> [INSTRUCTIONS FOR THE TASK]
Lines from the line with "-- give x and y for each instance of the round" to the line with "Target: statue's head" in the entries below, and only those, must be output exactly, with both ends included.

> [DATA IN THIS EXERCISE]
=== Begin Enclosure ===

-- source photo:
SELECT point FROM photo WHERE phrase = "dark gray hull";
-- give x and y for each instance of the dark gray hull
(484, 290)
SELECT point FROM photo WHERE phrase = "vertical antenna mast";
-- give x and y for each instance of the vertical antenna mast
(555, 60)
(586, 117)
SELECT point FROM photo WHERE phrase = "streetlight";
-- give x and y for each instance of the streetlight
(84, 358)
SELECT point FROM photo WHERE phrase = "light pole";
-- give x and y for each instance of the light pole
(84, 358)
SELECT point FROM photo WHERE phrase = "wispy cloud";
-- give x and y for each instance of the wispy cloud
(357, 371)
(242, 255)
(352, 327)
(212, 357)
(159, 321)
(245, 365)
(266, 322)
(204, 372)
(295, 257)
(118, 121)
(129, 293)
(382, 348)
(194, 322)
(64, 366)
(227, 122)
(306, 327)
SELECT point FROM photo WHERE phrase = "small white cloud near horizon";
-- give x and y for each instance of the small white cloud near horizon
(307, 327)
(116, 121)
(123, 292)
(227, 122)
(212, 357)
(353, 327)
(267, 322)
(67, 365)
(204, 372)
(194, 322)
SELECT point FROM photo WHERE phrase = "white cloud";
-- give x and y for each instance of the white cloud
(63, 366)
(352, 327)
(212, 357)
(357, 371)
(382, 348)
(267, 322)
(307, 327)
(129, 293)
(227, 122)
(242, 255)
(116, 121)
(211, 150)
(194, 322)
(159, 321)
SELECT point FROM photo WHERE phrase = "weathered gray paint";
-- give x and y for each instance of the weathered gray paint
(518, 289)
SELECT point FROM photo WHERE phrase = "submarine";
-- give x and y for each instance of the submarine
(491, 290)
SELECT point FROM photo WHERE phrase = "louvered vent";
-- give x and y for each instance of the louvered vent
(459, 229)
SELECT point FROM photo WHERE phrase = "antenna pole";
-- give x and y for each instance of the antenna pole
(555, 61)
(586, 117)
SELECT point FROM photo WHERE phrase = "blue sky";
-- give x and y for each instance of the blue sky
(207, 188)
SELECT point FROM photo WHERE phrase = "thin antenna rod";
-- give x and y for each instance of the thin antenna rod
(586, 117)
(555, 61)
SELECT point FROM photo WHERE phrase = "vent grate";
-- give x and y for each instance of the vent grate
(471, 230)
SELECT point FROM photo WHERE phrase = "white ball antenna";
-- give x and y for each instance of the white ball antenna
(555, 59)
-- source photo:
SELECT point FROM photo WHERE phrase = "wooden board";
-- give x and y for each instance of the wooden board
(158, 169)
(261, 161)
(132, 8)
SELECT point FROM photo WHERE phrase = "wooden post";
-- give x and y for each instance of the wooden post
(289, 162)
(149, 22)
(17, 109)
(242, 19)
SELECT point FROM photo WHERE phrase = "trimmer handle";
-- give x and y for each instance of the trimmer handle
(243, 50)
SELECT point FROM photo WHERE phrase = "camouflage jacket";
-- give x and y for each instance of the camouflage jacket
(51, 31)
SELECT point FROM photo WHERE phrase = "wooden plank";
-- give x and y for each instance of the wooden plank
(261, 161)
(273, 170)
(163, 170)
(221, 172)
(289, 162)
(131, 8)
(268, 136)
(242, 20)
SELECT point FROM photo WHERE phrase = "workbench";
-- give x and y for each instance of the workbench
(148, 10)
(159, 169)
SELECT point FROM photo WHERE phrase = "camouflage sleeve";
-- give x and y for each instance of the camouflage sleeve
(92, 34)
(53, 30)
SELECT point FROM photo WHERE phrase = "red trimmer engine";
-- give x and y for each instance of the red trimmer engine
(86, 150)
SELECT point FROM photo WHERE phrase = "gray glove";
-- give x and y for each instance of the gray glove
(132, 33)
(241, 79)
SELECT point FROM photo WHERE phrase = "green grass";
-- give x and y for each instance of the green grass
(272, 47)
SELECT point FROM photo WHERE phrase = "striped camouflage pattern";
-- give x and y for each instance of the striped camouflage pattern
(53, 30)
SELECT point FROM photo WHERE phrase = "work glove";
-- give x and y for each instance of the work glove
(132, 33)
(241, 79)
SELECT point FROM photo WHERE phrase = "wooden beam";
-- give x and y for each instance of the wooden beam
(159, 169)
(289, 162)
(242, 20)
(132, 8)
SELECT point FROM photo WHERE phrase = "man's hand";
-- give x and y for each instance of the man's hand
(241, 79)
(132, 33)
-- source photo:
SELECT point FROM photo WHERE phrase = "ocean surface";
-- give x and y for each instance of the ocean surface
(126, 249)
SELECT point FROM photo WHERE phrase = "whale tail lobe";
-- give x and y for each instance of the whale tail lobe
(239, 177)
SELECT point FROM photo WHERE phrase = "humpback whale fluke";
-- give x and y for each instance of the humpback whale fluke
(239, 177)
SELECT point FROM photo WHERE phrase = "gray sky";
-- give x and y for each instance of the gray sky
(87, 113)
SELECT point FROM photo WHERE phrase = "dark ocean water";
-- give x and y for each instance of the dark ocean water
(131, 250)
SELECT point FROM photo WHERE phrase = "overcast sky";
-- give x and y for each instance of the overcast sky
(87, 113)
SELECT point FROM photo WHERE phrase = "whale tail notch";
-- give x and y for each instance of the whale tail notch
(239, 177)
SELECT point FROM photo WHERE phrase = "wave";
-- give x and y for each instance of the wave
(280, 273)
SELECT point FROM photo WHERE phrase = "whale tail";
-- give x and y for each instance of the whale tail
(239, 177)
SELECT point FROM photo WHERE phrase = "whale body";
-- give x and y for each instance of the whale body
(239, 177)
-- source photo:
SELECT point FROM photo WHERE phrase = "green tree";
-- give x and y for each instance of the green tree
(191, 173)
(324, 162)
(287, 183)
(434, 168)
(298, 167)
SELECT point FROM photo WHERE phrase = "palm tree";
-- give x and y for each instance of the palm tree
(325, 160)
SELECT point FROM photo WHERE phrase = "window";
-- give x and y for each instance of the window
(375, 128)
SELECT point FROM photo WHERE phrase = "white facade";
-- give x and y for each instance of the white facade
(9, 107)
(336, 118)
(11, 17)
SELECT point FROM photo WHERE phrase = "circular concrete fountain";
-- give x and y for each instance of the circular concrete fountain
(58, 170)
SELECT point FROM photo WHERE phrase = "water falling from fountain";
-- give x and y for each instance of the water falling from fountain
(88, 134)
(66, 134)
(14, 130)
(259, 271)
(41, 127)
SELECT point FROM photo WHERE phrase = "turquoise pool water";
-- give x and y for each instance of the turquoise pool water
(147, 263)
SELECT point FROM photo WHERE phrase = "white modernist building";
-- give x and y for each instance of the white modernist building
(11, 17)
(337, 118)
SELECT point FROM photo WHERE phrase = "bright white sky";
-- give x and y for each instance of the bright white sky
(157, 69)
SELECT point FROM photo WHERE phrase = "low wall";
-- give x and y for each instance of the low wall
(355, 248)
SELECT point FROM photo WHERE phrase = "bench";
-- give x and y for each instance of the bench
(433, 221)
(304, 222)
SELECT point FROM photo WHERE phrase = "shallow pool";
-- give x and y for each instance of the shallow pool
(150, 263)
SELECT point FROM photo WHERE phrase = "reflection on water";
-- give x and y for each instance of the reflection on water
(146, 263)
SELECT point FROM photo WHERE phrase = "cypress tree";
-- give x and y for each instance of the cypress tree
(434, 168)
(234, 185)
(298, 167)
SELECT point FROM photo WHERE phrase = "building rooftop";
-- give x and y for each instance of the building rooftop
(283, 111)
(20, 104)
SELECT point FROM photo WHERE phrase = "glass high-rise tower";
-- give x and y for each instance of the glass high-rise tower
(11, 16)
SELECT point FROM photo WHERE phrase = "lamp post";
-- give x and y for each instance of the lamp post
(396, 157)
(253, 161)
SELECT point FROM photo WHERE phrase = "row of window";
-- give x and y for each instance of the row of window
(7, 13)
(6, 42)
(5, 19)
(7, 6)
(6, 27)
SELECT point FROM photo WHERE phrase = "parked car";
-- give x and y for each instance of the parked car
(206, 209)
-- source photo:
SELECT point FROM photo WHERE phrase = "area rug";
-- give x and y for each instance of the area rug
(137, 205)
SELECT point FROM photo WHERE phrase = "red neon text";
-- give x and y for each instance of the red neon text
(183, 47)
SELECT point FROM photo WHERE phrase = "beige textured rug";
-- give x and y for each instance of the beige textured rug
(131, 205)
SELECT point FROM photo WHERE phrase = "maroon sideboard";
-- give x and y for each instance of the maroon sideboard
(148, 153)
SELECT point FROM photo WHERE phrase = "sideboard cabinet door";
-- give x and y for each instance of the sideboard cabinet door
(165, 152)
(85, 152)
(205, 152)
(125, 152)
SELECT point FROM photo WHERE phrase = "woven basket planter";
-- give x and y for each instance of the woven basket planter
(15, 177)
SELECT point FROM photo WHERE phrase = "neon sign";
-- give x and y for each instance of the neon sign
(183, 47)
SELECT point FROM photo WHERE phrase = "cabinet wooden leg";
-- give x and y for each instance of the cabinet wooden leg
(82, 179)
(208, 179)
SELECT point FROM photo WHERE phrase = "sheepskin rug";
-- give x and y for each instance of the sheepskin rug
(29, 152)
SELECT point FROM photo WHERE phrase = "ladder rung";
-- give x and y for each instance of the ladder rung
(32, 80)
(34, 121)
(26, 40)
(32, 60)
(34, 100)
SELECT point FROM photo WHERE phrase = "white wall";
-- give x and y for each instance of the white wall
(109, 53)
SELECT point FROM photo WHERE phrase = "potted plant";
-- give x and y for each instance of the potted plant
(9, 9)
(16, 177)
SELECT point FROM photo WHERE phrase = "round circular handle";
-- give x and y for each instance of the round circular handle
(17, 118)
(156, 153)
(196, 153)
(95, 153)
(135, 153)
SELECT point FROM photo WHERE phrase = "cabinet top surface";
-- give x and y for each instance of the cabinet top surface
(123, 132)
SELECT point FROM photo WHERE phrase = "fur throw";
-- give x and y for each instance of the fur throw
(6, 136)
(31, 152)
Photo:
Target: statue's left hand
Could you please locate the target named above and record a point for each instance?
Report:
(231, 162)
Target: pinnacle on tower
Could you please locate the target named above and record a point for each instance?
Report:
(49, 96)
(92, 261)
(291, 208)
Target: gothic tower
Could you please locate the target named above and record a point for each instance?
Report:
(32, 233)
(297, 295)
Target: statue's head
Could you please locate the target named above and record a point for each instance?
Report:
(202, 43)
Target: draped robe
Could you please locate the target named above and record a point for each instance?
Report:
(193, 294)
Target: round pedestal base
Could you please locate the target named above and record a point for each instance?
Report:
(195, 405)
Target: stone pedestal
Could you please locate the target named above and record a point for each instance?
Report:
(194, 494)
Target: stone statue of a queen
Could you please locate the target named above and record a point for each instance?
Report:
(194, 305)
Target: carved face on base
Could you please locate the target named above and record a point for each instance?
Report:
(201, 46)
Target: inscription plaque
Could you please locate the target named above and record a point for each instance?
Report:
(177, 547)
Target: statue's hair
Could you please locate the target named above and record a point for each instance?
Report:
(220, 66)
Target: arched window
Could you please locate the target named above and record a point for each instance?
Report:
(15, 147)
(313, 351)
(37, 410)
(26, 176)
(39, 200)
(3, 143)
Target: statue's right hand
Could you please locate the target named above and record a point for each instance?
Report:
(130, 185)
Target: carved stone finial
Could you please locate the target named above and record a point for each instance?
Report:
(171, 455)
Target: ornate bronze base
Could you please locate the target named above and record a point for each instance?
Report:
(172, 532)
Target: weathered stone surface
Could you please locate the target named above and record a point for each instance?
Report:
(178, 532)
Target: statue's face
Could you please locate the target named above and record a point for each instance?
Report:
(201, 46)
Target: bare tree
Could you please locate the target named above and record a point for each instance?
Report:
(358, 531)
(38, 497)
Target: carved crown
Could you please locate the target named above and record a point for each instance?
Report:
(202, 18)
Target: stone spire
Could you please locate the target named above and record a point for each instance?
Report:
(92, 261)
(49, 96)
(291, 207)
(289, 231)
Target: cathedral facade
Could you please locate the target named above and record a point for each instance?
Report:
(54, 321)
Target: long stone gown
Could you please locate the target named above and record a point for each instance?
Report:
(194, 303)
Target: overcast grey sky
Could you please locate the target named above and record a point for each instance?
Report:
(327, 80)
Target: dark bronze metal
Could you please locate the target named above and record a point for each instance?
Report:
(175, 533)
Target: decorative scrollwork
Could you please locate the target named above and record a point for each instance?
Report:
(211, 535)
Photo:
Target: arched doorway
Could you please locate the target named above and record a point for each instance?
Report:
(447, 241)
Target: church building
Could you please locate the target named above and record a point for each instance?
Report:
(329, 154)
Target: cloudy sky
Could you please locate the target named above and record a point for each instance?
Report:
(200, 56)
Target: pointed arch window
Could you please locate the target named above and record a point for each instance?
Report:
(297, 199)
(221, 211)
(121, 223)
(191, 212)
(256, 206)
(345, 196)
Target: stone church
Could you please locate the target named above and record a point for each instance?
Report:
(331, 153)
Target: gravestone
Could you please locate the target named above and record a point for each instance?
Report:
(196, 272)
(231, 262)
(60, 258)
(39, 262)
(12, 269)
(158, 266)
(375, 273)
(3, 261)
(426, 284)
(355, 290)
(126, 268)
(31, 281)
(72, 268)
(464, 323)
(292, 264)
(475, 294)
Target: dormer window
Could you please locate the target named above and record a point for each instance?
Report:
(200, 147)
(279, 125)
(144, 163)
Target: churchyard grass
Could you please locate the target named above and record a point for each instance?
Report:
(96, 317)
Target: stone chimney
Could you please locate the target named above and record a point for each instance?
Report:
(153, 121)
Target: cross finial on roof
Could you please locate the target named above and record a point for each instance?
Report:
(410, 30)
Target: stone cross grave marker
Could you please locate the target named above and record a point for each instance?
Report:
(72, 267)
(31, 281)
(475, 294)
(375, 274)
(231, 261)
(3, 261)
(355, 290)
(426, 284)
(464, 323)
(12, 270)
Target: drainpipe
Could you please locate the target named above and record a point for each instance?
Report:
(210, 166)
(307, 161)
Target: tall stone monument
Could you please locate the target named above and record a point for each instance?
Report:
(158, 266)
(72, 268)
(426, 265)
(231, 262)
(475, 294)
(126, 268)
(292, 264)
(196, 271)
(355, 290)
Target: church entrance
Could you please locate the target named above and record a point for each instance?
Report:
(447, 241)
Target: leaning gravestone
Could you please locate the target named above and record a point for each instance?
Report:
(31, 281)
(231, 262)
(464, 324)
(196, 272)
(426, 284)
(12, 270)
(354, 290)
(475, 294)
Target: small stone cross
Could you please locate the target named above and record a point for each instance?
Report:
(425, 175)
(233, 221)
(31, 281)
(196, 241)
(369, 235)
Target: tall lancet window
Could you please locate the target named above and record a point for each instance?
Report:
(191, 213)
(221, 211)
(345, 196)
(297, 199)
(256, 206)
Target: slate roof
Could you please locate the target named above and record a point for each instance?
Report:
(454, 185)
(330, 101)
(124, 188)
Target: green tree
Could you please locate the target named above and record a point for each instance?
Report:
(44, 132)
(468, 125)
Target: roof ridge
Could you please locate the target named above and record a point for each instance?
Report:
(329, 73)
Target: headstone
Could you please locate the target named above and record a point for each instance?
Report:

=== End Enclosure ===

> [RESULT OF THE EXERCISE]
-- give x and y for each instance of the round circular handle
(17, 118)
(156, 153)
(196, 153)
(95, 153)
(135, 153)
SELECT point FROM photo WHERE phrase = "cabinet top surface";
-- give x and y for each instance of the cabinet top surface
(123, 132)
SELECT point FROM photo WHERE phrase = "fur throw";
-- give x and y for each instance of the fur throw
(6, 136)
(31, 152)
Photo:
Target: statue's left hand
Could you please locate the target named above and record a point for each instance?
Report:
(231, 162)
Target: pinnacle on tower
Could you please locate the target named above and record a point for each instance?
Report:
(49, 96)
(92, 261)
(291, 208)
Target: gothic tower
Could you please locate the target named above and record a point for each instance?
Report:
(32, 233)
(297, 295)
Target: statue's head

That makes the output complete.